Input data
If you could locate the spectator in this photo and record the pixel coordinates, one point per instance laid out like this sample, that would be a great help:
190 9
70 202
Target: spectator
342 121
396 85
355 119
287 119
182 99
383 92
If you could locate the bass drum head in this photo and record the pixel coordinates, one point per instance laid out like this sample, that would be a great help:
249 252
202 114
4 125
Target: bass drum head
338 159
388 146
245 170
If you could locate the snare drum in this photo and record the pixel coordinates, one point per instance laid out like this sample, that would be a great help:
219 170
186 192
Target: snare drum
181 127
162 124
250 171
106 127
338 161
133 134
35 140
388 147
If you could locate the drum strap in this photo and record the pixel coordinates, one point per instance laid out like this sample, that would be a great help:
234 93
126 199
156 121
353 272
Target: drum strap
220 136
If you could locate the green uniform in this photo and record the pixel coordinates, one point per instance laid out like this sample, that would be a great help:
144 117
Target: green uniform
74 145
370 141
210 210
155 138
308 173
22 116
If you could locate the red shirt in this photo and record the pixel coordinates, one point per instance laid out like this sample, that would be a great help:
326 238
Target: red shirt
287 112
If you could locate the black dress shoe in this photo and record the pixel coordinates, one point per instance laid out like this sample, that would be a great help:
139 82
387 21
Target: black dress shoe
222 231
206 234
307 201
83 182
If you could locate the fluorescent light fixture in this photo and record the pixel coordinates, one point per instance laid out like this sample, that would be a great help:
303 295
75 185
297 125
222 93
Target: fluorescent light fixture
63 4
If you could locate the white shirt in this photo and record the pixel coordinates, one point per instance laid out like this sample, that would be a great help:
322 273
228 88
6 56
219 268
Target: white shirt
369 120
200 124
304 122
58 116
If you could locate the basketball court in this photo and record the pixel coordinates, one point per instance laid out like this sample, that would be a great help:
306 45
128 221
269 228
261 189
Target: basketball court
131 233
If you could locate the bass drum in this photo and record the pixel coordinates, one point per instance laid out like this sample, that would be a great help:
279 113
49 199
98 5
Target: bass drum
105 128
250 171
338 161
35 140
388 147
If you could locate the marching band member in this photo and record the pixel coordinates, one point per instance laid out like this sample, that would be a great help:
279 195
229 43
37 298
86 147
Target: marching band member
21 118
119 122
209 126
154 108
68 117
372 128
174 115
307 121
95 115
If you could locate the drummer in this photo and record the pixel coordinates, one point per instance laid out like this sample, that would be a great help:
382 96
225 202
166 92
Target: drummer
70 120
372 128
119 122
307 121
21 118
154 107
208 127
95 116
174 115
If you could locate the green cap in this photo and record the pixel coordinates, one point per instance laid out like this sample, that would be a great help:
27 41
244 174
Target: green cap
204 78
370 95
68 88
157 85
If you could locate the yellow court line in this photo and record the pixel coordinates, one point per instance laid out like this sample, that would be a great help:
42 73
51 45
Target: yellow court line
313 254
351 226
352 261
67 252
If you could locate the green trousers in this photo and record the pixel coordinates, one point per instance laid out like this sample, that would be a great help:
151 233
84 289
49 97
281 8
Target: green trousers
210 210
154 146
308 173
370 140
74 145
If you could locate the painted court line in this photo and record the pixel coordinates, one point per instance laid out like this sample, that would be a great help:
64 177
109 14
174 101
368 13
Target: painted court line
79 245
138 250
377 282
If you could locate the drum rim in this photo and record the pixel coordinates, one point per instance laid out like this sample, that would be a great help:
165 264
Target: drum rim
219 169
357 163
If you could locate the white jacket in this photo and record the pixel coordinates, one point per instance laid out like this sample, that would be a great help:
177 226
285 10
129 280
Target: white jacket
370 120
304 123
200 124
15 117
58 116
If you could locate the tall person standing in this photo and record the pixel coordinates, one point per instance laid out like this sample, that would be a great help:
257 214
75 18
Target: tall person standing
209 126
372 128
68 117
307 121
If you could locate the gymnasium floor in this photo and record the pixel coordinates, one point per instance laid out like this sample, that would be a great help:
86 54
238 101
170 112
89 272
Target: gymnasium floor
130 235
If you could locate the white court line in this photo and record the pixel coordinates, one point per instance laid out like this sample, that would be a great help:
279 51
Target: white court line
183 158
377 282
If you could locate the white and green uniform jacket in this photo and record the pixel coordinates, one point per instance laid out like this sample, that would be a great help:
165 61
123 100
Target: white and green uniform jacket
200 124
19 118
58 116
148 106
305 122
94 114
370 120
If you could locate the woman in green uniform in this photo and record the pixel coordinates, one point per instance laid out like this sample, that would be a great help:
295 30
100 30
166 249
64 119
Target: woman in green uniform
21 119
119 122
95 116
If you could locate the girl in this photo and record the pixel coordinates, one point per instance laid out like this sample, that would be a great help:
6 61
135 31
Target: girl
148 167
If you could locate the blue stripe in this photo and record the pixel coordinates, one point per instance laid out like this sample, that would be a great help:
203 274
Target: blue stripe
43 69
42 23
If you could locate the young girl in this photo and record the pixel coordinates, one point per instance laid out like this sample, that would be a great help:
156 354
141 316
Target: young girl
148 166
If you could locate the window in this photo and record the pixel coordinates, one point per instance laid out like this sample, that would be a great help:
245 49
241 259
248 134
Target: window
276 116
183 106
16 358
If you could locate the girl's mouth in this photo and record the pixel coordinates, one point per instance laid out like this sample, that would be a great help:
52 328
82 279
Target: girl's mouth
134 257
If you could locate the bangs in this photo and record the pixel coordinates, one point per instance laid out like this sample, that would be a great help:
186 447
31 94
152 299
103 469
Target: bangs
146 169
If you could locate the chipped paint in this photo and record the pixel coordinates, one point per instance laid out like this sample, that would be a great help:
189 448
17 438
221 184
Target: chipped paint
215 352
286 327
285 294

Assigned task
Retype every entry above, word for word.

Finished exercise
If you could locate the spectator in this photo and record the pixel coordinates, one point per instance laid out like this sample, that would be a great help:
190 9
70 202
Target: spectator
342 121
396 85
355 119
287 119
182 99
383 92
If you could locate the bass drum head in this photo and record the pixel coordinates, one point per instance laid out like this sample, that would be a great help:
249 252
202 114
4 125
Target: bass drum head
338 159
388 146
245 170
If you could locate the snare drum in this photo and record the pixel coordinates, one point per instance laid out like this sample, that would be a great help:
219 170
186 192
Target: snare drum
181 127
162 124
250 171
106 127
338 161
133 134
35 140
388 147
If you could locate the drum strap in this photo and record the pixel coordinates, one point per instance laid out like this sample, that would be a great help:
234 93
126 199
156 121
353 272
Target: drum strap
220 136
If you could locate the green uniform in this photo and record the pixel coordinates, one point per instance laid out like this sample, that would be a great help:
144 117
Target: green uniform
74 145
370 141
210 210
155 138
308 173
22 116
If you could locate the red shirt in this photo and record the pixel coordinates, one point per instance laid out like this sample, that would be a great help:
326 238
Target: red shirt
287 112
If you could locate the black dress shoe in this photo and record the pixel coordinates, one point per instance laid out like this sample, that would be a great help:
139 82
387 21
Target: black dress shoe
222 231
206 234
307 201
83 182
If you could locate the fluorescent light fixture in this photo and record the pixel coordinates, one point per instance laid out like this sample, that would be a great help:
303 295
75 185
297 125
222 93
Target: fluorescent light fixture
63 4
If you could locate the white shirt in this photo and record the pixel coordinates, one point per instance laid out like this sample, that would be a great help:
322 273
228 88
6 56
219 268
Target: white shirt
369 120
200 124
304 122
58 116
If you could locate the basketball court in this photo and record the pixel coordinates, one point per instance laid out like this sample, that would be a great help:
306 45
128 221
269 228
261 189
Target: basketball court
131 233
If you could locate the bass drum in this photo and record the pixel coordinates, one point per instance laid out like this sample, that would be a great help:
279 113
49 199
98 5
Target: bass drum
105 128
250 171
338 161
35 140
388 147
If you could locate the marching band member in this photo and record the pixel coordinates, one point per instance laid out like this sample, that would be a great help:
279 195
229 43
37 298
86 147
Target: marching band member
21 118
119 122
209 126
154 108
68 117
372 128
174 115
307 121
95 115
If you could locate the drummer in this photo and record the pixel coordinates, one point per instance laid out like this sample, that would be a great help:
382 96
225 202
166 92
Target: drummer
70 120
372 128
119 122
307 121
21 118
154 107
208 127
95 116
174 115
If you could locate the green cap in this photo and record the pixel coordinates, one point per instance laid out like this sample, that would be a great help:
27 41
244 174
Target: green cap
204 78
370 95
68 88
157 85
If you could locate the yellow court line in this photo and record the pixel coordinates, one point per instance laid out like this sample, that would be a great help:
42 73
51 45
Target: yellow court line
313 254
351 226
352 261
67 252
If you could locate the green trousers in this photo and record the pixel coordinates, one point per instance laid out like this sample, that would be a great help:
151 233
84 289
49 97
281 8
Target: green trousers
210 210
154 146
308 173
370 140
74 145
If you could locate the painted court line in this photo and record the pixel coordinates, one point per instance laid out like this sample, that would be a great help:
64 177
109 14
174 101
368 13
Target: painted court line
79 245
138 250
377 282
If you could locate the drum rim in this photo and record the pixel coordinates, one point per instance laid out like this sample, that would be a great help:
165 264
Target: drum rim
219 169
357 163
If you could locate the white jacket in this photo and record the pixel coordinates, one point per instance laid out like this sample, that would be a great help:
177 226
285 10
129 280
Target: white jacket
370 120
304 123
200 124
15 117
58 116
If you could locate the tall person standing in this photo and record the pixel coordinates, one point per instance laid out like this sample, that would be a great help:
257 214
75 18
Target: tall person standing
209 126
372 128
68 117
307 121
If you could locate the gymnasium floor in this photo and record the pixel coordinates, one point per instance laid out like this sample, that would be a great help:
86 54
238 101
170 112
89 272
Target: gymnasium floor
130 235
If you could locate the white court line in this photo and record the pixel coordinates, one point per instance laid out like this sample, that would be a great help:
279 51
Target: white court line
183 158
377 282
If you could locate the white and green uniform jacket in this photo and record the pixel coordinates, one point per instance laid out like this sample, that would be a great help:
165 61
123 100
Target: white and green uniform jacket
200 124
19 118
58 116
148 106
305 122
94 114
370 120
If you could locate the woman in green uniform in this photo and record the pixel coordinates, one point per instance laid out like this sample, that would be a great help:
295 30
100 30
166 249
64 119
Target: woman in green uniform
21 119
119 122
95 116
If you could locate the girl in this photo and record the pixel coordinates, one point per instance laid out like this sample, that would be a great help:
6 61
135 31
Target: girl
148 167
If you could locate the blue stripe in this photo and record the pixel coordinates, one point per instance laid out like this sample, that would be a great help:
203 274
Target: blue stripe
43 69
42 23
If you could locate the young girl in this photo and record the pixel coordinates, one point per instance laid out like this sample, that would be a great help:
156 354
141 316
Target: young girl
148 166
If you could locate the window in this photo and record the pixel coordinates, one point per instance laid out like this sample, that would be a great help:
245 49
241 259
248 134
Target: window
276 116
183 106
16 358
If you could locate the girl's mouth in this photo and record the pixel coordinates, one point per instance laid out like this sample, that would be a great help:
52 328
82 279
Target: girl's mouth
134 257
If you could locate the bangs in this photo and record the pixel coordinates, one point per instance laid out like this sample, that would be a great help:
186 447
31 94
152 299
103 469
Target: bangs
146 169
If you could locate the chipped paint in this photo and record the pixel coordinates, one point per instance laid out like this sample, that would be a great help:
189 448
17 438
221 184
Target: chipped paint
215 352
286 327
285 294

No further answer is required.